### DO THIS
Render the lines from the one containing "Scan the image for the headlight." through the one containing "[49,121,315,201]" as a Markdown table with the columns Nr and Line. Number each line in Nr and omit blank lines.

### Stored items
:::

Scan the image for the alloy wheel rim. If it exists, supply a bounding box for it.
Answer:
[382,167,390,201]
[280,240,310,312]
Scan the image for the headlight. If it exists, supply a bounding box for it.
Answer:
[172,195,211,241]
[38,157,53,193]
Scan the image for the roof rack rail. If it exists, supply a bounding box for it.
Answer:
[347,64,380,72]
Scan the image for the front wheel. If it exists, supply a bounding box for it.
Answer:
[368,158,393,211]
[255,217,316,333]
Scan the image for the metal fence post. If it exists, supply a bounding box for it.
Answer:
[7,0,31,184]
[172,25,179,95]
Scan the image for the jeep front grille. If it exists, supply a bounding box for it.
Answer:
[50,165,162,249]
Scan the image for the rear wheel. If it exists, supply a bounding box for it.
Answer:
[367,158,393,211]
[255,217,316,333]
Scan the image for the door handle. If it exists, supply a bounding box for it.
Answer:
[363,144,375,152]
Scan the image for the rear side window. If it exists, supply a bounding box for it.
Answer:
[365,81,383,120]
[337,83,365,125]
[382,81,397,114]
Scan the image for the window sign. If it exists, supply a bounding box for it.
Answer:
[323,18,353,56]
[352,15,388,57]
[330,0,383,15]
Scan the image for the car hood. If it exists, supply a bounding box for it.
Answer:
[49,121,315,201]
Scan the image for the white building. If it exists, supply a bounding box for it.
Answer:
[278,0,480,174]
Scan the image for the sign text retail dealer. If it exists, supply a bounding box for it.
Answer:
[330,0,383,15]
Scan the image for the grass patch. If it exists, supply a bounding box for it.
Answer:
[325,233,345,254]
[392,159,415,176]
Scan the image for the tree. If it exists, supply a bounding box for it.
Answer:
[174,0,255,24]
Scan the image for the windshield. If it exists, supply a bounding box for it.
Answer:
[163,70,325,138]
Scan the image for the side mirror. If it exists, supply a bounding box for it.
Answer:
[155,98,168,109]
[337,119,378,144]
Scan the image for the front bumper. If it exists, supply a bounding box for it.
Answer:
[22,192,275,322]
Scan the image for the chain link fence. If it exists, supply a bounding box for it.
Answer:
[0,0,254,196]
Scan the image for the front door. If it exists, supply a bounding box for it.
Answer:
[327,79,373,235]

:::

### OUTPUT OF THE TASK
| Nr | Line |
|---|---|
| 1 | Scan the image for the headlight. If it exists, supply a bounding box for it. |
| 2 | Answer: |
| 3 | [172,195,211,241] |
| 4 | [38,157,53,193] |
| 5 | Scan the image for the roof rack rail. If it exists, supply a bounding box for it. |
| 6 | Answer: |
| 7 | [347,64,380,72] |
| 8 | Scan the image for the front wheel. If it exists, supply a bounding box for it. |
| 9 | Answer: |
| 10 | [368,158,393,211] |
| 11 | [255,217,316,333] |
| 12 | Scan the image for the metal fence post. If it exists, supply a bounding box for it. |
| 13 | Answer: |
| 14 | [7,0,31,184] |
| 15 | [172,25,179,95] |
| 16 | Scan the image for the jeep front grille. If it exists, supply a bounding box for it. |
| 17 | Answer: |
| 18 | [50,165,162,249] |
| 19 | Scan the image for the rear wheel. If it exists, supply a bounding box for it. |
| 20 | Answer: |
| 21 | [367,158,393,211] |
| 22 | [255,217,316,333] |
| 23 | Scan the image for the door handle. If it exists, supply a bounding box for it. |
| 24 | Answer: |
| 25 | [363,144,375,152] |
| 26 | Scan the image for the rear side window. If it exists, supply a bounding box for it. |
| 27 | Answer: |
| 28 | [365,81,383,120] |
| 29 | [337,83,365,125] |
| 30 | [382,81,397,114] |
| 31 | Scan the image for the window sign. If it exists, supply a bounding box for it. |
| 32 | Answer: |
| 33 | [323,18,353,56] |
| 34 | [352,15,388,57] |
| 35 | [330,0,383,15] |
| 36 | Scan the image for the car hood. If it exists, supply a bounding box for it. |
| 37 | Answer: |
| 38 | [49,121,315,201] |